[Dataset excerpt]
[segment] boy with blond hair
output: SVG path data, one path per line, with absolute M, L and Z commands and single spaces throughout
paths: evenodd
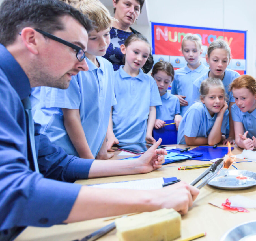
M 39 105 L 34 105 L 34 119 L 41 124 L 40 132 L 68 154 L 108 159 L 113 154 L 107 152 L 106 134 L 111 106 L 117 102 L 113 66 L 101 56 L 110 43 L 113 19 L 98 0 L 63 1 L 86 14 L 95 26 L 89 33 L 85 53 L 88 70 L 73 76 L 67 89 L 41 87 L 40 92 L 34 90 L 32 97 L 36 98 L 31 100 L 40 101 Z

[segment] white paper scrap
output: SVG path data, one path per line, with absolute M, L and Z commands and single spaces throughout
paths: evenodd
M 246 208 L 256 208 L 256 199 L 247 198 L 242 195 L 236 195 L 229 198 L 231 207 L 244 207 Z
M 122 151 L 119 154 L 117 155 L 118 156 L 135 156 L 136 154 L 134 153 L 132 153 L 131 152 L 126 152 L 125 151 Z
M 244 149 L 241 154 L 231 156 L 232 157 L 235 156 L 236 158 L 242 160 L 245 158 L 246 161 L 256 162 L 256 152 L 254 152 L 251 150 L 246 150 Z
M 149 190 L 162 188 L 164 183 L 163 178 L 157 178 L 130 181 L 123 181 L 93 185 L 90 187 L 100 188 L 123 188 Z

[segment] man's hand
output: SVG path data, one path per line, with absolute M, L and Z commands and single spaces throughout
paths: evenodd
M 161 208 L 172 208 L 181 214 L 188 212 L 199 193 L 197 189 L 183 181 L 154 190 Z
M 114 152 L 115 150 L 111 148 L 115 144 L 118 144 L 119 141 L 115 136 L 109 138 L 107 141 L 107 150 L 108 152 Z
M 135 159 L 136 165 L 140 167 L 141 173 L 149 172 L 162 167 L 162 164 L 164 162 L 164 155 L 167 154 L 167 152 L 163 149 L 156 149 L 162 141 L 160 138 L 145 153 Z

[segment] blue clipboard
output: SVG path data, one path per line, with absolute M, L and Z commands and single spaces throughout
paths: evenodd
M 173 157 L 170 156 L 170 157 L 168 157 L 168 154 L 166 155 L 165 156 L 166 157 L 164 159 L 164 163 L 163 165 L 165 165 L 169 163 L 172 163 L 176 161 L 184 161 L 188 159 L 193 159 L 197 157 L 202 155 L 203 154 L 201 152 L 194 151 L 194 149 L 191 151 L 187 151 L 181 152 L 180 151 L 182 150 L 182 149 L 180 148 L 177 148 L 176 149 L 171 149 L 167 151 L 168 154 L 169 154 L 176 153 L 179 155 Z
M 231 148 L 232 150 L 234 147 Z M 228 147 L 217 146 L 214 148 L 212 146 L 200 146 L 194 148 L 192 151 L 199 152 L 203 154 L 201 157 L 196 157 L 194 159 L 201 161 L 210 161 L 216 158 L 222 158 L 228 152 Z

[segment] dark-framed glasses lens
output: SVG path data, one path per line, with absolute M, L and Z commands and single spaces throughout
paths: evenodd
M 81 49 L 80 49 L 76 54 L 76 57 L 80 62 L 83 61 L 85 56 L 85 52 Z

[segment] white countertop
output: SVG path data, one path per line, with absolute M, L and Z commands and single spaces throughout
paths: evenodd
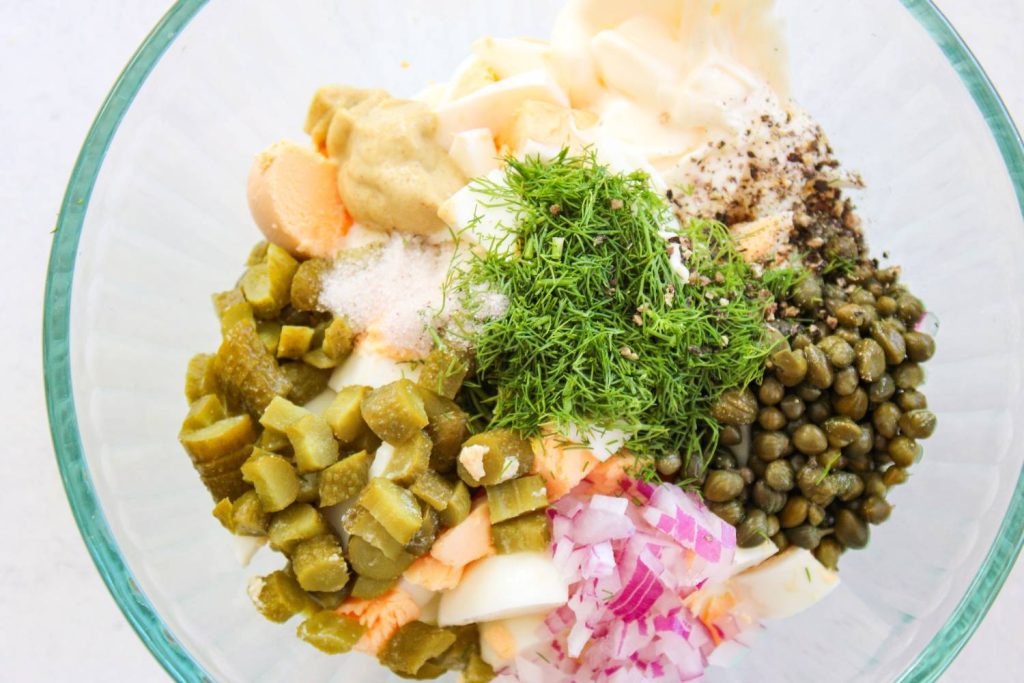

TASK TO CARRY OUT> Rewrite the listing as a numbered list, beginning at the line that has "[segment] white countertop" and stopping at the end of the listing, with blank lines dropped. Leave the pictures out.

SOLUTION FOR THIS PROBLEM>
1. [segment] white countertop
2. output: SVG path data, one path per line, with absolute M, L and Z commands and single spaces throughout
3. paths: evenodd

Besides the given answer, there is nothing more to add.